DATASET ROWS:
— BEGIN —

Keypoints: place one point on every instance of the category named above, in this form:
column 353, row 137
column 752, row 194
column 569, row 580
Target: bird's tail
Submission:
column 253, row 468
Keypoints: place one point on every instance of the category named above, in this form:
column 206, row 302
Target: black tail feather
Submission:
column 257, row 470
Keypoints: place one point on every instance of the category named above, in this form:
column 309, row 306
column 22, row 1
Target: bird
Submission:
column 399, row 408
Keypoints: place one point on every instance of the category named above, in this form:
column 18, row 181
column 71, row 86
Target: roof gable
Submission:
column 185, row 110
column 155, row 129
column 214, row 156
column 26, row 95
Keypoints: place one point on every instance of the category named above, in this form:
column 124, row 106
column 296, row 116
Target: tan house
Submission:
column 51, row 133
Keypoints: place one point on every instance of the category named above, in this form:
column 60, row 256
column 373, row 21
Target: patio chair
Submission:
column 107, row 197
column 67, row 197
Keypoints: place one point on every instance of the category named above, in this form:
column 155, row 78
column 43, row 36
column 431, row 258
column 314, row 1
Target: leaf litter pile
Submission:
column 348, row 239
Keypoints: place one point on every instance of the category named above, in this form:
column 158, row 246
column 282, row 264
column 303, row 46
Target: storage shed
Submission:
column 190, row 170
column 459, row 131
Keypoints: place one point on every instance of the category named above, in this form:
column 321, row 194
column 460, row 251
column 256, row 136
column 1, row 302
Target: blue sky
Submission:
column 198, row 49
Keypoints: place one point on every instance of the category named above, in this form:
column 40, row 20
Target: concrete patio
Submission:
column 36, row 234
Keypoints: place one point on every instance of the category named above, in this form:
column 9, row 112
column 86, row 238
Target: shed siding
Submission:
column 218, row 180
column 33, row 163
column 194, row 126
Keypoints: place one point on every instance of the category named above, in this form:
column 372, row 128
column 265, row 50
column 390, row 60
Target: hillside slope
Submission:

— END —

SET PROBLEM: Copy every line of the material above without changing a single character.

ANSWER FOR THIS EXERCISE:
Keypoints: place one point on every instance of the category named above, in this form:
column 353, row 137
column 752, row 194
column 569, row 580
Target: bird's tail
Submission:
column 253, row 468
Keypoints: place one point on every instance of the category named above, in this form:
column 206, row 302
Target: black tail feather
Submission:
column 257, row 470
Keypoints: place one point on every instance of the category named above, in this form:
column 309, row 306
column 22, row 1
Target: bird
Submission:
column 399, row 408
Keypoints: place one point on every instance of the category named above, in this form:
column 18, row 181
column 71, row 86
Target: roof gable
Submission:
column 185, row 110
column 155, row 129
column 214, row 156
column 26, row 95
Keypoints: place one point on every instance of the category named above, in this form:
column 124, row 106
column 296, row 116
Target: tan house
Submission:
column 51, row 133
Keypoints: place one point on every instance of the category named above, in this form:
column 60, row 256
column 373, row 21
Target: patio chair
Submission:
column 107, row 197
column 67, row 197
Keypoints: place one point on every instance of the category named above, in this form:
column 155, row 78
column 43, row 36
column 431, row 258
column 314, row 1
Target: leaf litter pile
Submission:
column 348, row 239
Keypoints: place one point on every instance of the category named above, in this form:
column 158, row 246
column 282, row 264
column 303, row 46
Target: storage shed
Submission:
column 190, row 170
column 459, row 131
Keypoints: place one point on every instance of the category named above, in this form:
column 321, row 194
column 460, row 251
column 256, row 136
column 1, row 302
Target: blue sky
Submission:
column 198, row 49
Keypoints: place one point on every instance of the category named above, in this form:
column 40, row 20
Target: concrete patio
Submission:
column 36, row 234
Keypoints: place one point on every instance of the category named above, in this form:
column 9, row 112
column 86, row 238
Target: shed siding
Submission:
column 218, row 180
column 33, row 163
column 194, row 126
Keypoints: place one point on every instance of the category named above, in this form:
column 372, row 128
column 265, row 50
column 390, row 60
Target: hillside slope
Submission:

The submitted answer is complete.